## Work instructions:
A word-for-word restatement of the listing is the only acceptable answer.

## Supplied records:

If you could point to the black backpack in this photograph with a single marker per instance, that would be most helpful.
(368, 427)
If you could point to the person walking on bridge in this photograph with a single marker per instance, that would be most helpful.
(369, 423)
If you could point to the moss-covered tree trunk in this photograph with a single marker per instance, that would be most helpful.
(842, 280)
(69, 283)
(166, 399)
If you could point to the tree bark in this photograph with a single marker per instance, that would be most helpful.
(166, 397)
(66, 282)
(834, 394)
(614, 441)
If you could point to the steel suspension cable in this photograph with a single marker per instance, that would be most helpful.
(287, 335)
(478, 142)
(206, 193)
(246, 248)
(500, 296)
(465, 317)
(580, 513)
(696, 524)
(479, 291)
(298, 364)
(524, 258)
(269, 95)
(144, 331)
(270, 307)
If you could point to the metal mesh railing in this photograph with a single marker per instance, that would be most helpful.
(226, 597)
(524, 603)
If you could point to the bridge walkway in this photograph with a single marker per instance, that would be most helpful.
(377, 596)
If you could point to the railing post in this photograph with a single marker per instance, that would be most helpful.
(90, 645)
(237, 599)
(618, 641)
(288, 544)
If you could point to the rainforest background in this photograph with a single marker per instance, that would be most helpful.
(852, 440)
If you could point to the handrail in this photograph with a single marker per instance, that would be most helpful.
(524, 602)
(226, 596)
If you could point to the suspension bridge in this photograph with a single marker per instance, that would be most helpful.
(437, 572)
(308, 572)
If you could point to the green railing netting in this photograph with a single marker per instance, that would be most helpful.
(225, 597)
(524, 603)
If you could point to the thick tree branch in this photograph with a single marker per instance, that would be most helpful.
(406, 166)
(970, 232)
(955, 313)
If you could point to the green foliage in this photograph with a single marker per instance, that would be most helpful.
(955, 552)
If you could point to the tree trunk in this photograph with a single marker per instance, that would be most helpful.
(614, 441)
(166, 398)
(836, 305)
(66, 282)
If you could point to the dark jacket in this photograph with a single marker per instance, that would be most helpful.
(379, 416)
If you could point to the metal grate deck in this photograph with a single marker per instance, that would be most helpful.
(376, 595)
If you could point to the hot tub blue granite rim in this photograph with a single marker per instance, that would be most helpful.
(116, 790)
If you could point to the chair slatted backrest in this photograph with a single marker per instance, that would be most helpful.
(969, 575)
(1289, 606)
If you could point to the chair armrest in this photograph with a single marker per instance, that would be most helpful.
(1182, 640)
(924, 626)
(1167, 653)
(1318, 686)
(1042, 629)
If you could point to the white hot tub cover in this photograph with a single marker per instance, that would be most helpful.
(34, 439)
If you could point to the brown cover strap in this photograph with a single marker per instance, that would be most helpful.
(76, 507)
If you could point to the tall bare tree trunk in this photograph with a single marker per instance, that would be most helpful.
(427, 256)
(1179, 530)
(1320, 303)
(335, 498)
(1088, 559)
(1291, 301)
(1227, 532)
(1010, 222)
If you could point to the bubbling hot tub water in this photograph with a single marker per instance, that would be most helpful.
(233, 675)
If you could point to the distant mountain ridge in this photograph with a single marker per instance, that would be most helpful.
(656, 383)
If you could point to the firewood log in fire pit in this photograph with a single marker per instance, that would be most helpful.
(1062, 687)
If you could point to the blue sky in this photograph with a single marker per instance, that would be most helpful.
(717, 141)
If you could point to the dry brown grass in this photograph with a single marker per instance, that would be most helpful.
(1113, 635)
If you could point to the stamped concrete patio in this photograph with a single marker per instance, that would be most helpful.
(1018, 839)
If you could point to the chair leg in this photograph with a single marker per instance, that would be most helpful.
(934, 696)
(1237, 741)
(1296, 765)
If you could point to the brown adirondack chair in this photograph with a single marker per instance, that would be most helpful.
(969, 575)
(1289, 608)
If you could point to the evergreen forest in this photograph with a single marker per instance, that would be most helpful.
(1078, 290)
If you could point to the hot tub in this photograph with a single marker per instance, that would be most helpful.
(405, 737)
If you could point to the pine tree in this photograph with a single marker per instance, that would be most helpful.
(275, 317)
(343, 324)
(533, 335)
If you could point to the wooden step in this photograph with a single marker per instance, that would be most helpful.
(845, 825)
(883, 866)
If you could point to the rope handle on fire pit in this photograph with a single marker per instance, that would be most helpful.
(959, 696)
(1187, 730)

## Written response:
If you could point to the black backpack in this photograph with a single marker per instance, that would be most helpful.
(368, 427)
If you could point to the person walking on bridge in this photograph with a single marker per instance, that would be most helpful.
(369, 423)
If you could point to the moss-covered tree trunk in this photograph with a single marker per instance, that would be most helpful.
(842, 280)
(69, 283)
(166, 399)
If you could point to the tree bark in this photograph with a single marker per instance, that would be most helpful.
(166, 397)
(66, 282)
(834, 394)
(614, 441)
If you could point to the steel suspension cable in this photograph with a single marker per instance, that would be most helpful.
(287, 335)
(478, 142)
(206, 193)
(246, 248)
(500, 296)
(465, 317)
(580, 513)
(696, 524)
(479, 291)
(298, 364)
(524, 258)
(269, 95)
(144, 331)
(270, 307)
If you could point to the metal mesh railing in this photograph with a single marker per instance, that would be most helpful.
(226, 597)
(524, 603)
If you could point to the bridge walkway in this photograph with a single marker per instance, that would be most helpful.
(377, 596)
If you could point to the railing post in this photograph with a single marker per instance, that would be most helpful.
(90, 645)
(237, 599)
(618, 641)
(288, 544)
If you could point to the rainforest background in this photograph with a single marker per instance, that would be most helpful.
(852, 440)
If you could point to the handrail in this photograph with a single marker per instance, that would be most helpful.
(524, 602)
(226, 596)
If you could point to the suspension bridge in this photograph with a single marker per instance, that would be most helpful.
(437, 572)
(308, 572)
If you could point to the green railing netting in this photograph with a single marker per instance, that would be most helpful.
(225, 597)
(524, 603)
If you could point to the thick tree branch in this photograph with a single marker per instance, that would be most helpful.
(406, 166)
(970, 232)
(955, 313)
If you could point to the green foliage in this photograph with a single marker per instance, that would be most helpful.
(955, 552)
If you could point to the tree trunk in this photograph with a single marker per instance, that would be most helpful.
(614, 441)
(166, 398)
(836, 305)
(66, 282)
If you could point to the dark jacket in this photograph with a single marker per instance, that would be most helpful.
(379, 416)
If you could point to the metal grate deck in this photograph with a single marker per instance, that would be most helpful.
(376, 595)
If you could point to the hot tub blue granite rim in this photograph with a single marker per instance, that would be most helpful.
(116, 790)
If you could point to the chair slatted backrest in this photograph with a single marker per instance, that would be most helpful.
(969, 575)
(1289, 606)
If you could point to the chair armrest in this photograph with a single marker per instance, that would be most helpful.
(1182, 640)
(924, 626)
(1167, 653)
(1318, 686)
(1042, 629)
If you could point to the white hot tub cover in this photograph with a single marker per instance, that would be most helpful.
(34, 439)
If you could point to the brown cover strap in this photograph with a single marker per instance, that would be most helpful.
(76, 507)
If you could point to the tall bare tree trunk in this photograph with a single marker per instance, that would be most helpful.
(427, 256)
(1179, 530)
(1320, 303)
(335, 498)
(1088, 559)
(1291, 301)
(1227, 532)
(1010, 222)
If you could point to the bubbling hot tub water in this photograph with a single marker per instance, that would be most helpful.
(233, 675)
If you could point to the distant mountain ridge in this photograph with a single marker per instance, that would be most helpful.
(656, 383)
If you could point to the firewood log in fire pit in this photograph with a single marker per instance, that would be most helpful.
(1062, 687)
If you could point to the blue sky in this photograph with a single marker per instance, that would be most helpful.
(717, 141)
If you could point to the dry brown grass in this photograph with a single marker per instance, that would be most helpful.
(1113, 635)
If you could point to the stamped concrete patio in this photograph with a single marker per instance, that would be most helpful.
(1018, 839)
If you could point to the chair leg in this photograph with a single marker per instance, that would be most helpful.
(934, 696)
(1237, 741)
(1296, 765)
If you could point to the brown adirondack chair in this photograph with a single marker per instance, that would be most helpful.
(969, 575)
(1289, 608)
If you could point to the evergreen forest in this photograph with a single marker per instance, that would be most helpful.
(1078, 290)
If you could point to the hot tub in this photograph with a single marker per instance, that would be most helpful.
(405, 737)
If you could point to the pine tree in this photograph with a single marker per instance, that would be most helpful.
(275, 317)
(343, 324)
(533, 335)
If you could point to the wooden step in this photograph with a single marker per instance, that would be most helpful.
(845, 825)
(883, 866)
If you could point to the rope handle on fire pit in this photograph with a single marker per instance, that would be most helpful.
(959, 696)
(1187, 730)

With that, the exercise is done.